• **Work to complete**:
This exercise calls for an exact copy of the listing, with no pictures kept.

• **Dataset content**:
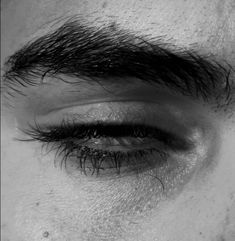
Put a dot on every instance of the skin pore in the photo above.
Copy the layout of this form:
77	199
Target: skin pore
43	202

• **Exercise solution**:
Put a dot on every instance of the skin pore in the photo above.
Copy the layout of this form:
77	199
Target: skin pore
43	202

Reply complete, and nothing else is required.